• _Document segment_:

House debates

Monday, 24 August 2020

Bills

Family Assistance Legislation Amendment (Improving Assistance for Vulnerable and Disadvantaged Families) Bill 2020; Second Reading

5:26 pm

Photo of Sharon ClaydonSharon Claydon (Newcastle, Australian Labor Party) Share this | Hansard source

I'm very pleased to rise this afternoon in the House to make a contribution to this debate on the Family Assistance Legislation Amendment (Improving Assistance for Vulnerable and Disadvantaged Families) Bill 2020 and to lend my support to the amendment moved by the shadow minister for early childhood education, Amanda Rishworth, the member for Kingston.

Early childhood education has been one of the worst-managed portfolios under this government. Even before the pandemic, it was a disaster area. It was complex. It was slow. It was smashing families' budgets. Indeed, out-of-pocket costs soared by 7.2 per cent in one year alone before the pandemic hit. So I certainly knew—and I'm sure my electorate is not unique in this respect—that families were already struggling with childcare expenses prior to COVID-19. In the face of the pandemic, enrolments plummeted in all of our early childhood learning centres, and the government announced its so-called free childcare plan. It may have removed the gap payment for parents, but let's be very clear here: 'free' it most certainly was not. Indeed, early childhood centres paid a very heavy price for the government's cynical marketing exercise, as they saw their income capped at 50 per cent of the usual fee. So childcare centres were actually being forced to cover the cost of the Prime Minister's promise. It was pushing many of those centres to the brink. This is the secret the government doesn't want you to know.

In my electorate of Newcastle I was contacted by a number of centres that were on the edge of closure as a result of the government's disingenuous policy. I cannot convey to the House the level of distress that both parents and childcare centre operators conveyed to me during those very, very anxious months and days. They told me that staffing each of the centres was also something of a nightmare because, as children returned to care, centres needed to employ more staff to be able to comply with ratios. But, of course, they couldn't do this, because of their newly reduced income and the fact that many of their staff were simply not eligible for JobKeeper. Many early childhood educators lost hours or were stood down at centres they worked for, and they struggled enormously during that time to keep their heads above water—both the providers and the staff who either were losing hours or, indeed, were stood down. Let's not forget that many of them were not eligible for JobKeeper at that time.

At the same time, I had families contacting me, and families also contacted many of my colleagues—certainly on this side of the House. Families were telling us that, because childcare centres had had their income capped, they weren't able to take children for any extra days. Parents who wanted to take up additional child care when their children weren't already enrolled found it virtually impossible to find a place. I know that the calls I was taking were replicated across the nation. I had calls from young mothers who'd had their names down at childcare centres since before the birth of their children. They were working in essential services.

Among the many examples were frontline health workers who got calls from their respective hospitals saying: 'We are desperate at this hospital. We need to get as many of our staff as possible back onto the floor for work. Can you possibly cut your parental leave short and come back to work early?' These are women who are extraordinarily professional in their approach to providing healthcare services in Australia, and of course they wanted to meet that call. They wanted to be able to return to work to do their bit to help prepare and ensure our health services were ready for whatever might be coming. Nobody quite knew at that stage what the demand was going to be, of course. So they did exactly what their employers had asked and tried to return to work early. The only trouble was that they simply couldn't go back to work unless they had some child care put in place, and that's when these women would make call after call to centres trying to get a placement, only to be told, 'Sorry.' Despite the fact that those early learning centres had very few children, they weren't taking new kids, because they had had their income capped and it was economically unviable to take on additional children at the time. I think that example is a very good illustration of just how dependent the productivity of this nation is on the participation of women in the workforce. Not only are we at least 50 per cent of the population but we're important contributors to the economic productivity of this nation, and, if you cannot access quality, affordable child care, it is very difficult for you to make that contribution to the economic productivity of Australia.

• _Exercise set_:
1. Reproduce the speech word for word, starting at the words "Monday, 24 August" and ending after the words "member for Kingston.".
2. According to the speech, by how much did out-of-pocket childcare costs rise in one year before the pandemic?
Rely on nothing but the speech.

• _Saved entries_:
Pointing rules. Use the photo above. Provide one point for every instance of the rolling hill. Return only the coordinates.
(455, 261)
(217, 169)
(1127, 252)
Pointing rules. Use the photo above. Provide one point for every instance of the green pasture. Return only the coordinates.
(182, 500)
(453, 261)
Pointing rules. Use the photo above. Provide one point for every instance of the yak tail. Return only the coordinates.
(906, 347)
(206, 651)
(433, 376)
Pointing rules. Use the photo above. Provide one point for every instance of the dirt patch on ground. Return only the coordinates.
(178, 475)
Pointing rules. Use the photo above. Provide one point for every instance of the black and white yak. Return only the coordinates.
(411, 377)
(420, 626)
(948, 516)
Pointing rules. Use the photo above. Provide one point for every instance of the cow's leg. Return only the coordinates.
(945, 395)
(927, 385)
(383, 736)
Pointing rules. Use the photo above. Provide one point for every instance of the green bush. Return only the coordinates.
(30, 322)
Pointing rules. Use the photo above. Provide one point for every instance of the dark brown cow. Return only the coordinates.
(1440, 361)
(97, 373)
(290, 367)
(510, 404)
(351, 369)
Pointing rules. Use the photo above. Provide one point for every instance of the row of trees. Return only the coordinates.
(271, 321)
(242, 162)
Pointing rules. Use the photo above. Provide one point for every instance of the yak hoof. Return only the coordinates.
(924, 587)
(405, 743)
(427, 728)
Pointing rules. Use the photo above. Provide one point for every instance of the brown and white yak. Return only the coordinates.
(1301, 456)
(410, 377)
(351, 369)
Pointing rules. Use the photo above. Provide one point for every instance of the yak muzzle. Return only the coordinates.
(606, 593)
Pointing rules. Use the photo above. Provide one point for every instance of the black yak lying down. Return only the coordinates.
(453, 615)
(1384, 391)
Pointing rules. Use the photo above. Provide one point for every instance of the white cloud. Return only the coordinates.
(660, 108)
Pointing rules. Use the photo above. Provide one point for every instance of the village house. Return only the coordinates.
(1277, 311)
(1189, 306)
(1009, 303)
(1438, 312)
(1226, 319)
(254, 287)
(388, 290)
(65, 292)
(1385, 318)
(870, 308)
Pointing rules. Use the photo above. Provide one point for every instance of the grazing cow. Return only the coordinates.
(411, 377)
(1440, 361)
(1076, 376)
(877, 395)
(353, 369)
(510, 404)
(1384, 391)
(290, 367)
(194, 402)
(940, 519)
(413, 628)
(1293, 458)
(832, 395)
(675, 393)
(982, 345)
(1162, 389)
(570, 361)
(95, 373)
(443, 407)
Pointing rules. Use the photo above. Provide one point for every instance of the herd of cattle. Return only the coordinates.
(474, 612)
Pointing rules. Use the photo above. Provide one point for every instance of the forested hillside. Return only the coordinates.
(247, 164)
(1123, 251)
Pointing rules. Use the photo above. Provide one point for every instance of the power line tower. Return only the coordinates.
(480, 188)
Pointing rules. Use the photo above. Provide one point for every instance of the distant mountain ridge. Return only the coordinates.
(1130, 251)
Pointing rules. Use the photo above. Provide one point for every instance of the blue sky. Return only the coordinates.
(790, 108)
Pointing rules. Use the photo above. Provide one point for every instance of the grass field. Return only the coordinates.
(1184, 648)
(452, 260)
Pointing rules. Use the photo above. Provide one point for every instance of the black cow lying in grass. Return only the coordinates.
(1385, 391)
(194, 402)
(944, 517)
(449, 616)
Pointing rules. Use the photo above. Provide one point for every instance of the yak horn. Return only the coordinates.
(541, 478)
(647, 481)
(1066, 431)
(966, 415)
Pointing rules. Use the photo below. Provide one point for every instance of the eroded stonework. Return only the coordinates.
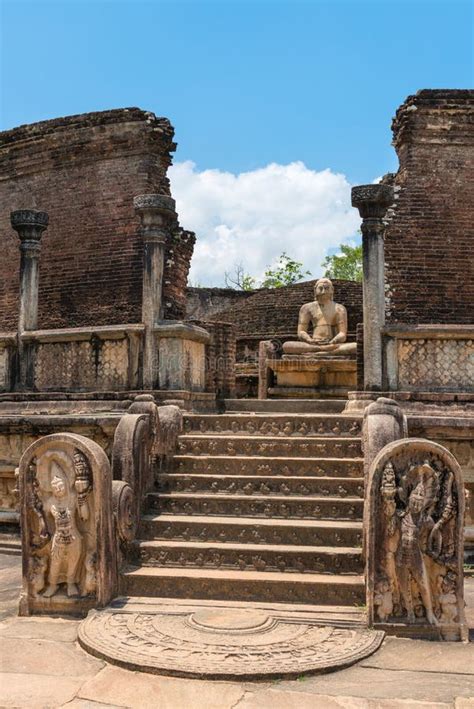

• _Answers to the tasks_:
1.
Monday, 24 August 2020

Bills

Family Assistance Legislation Amendment (Improving Assistance for Vulnerable and Disadvantaged Families) Bill 2020; Second Reading

5:26 pm

Photo of Sharon ClaydonSharon Claydon (Newcastle, Australian Labor Party) Share this | Hansard source

I'm very pleased to rise this afternoon in the House to make a contribution to this debate on the Family Assistance Legislation Amendment (Improving Assistance for Vulnerable and Disadvantaged Families) Bill 2020 and to lend my support to the amendment moved by the shadow minister for early childhood education, Amanda Rishworth, the member for Kingston.

2. They rose by 7.2 per cent.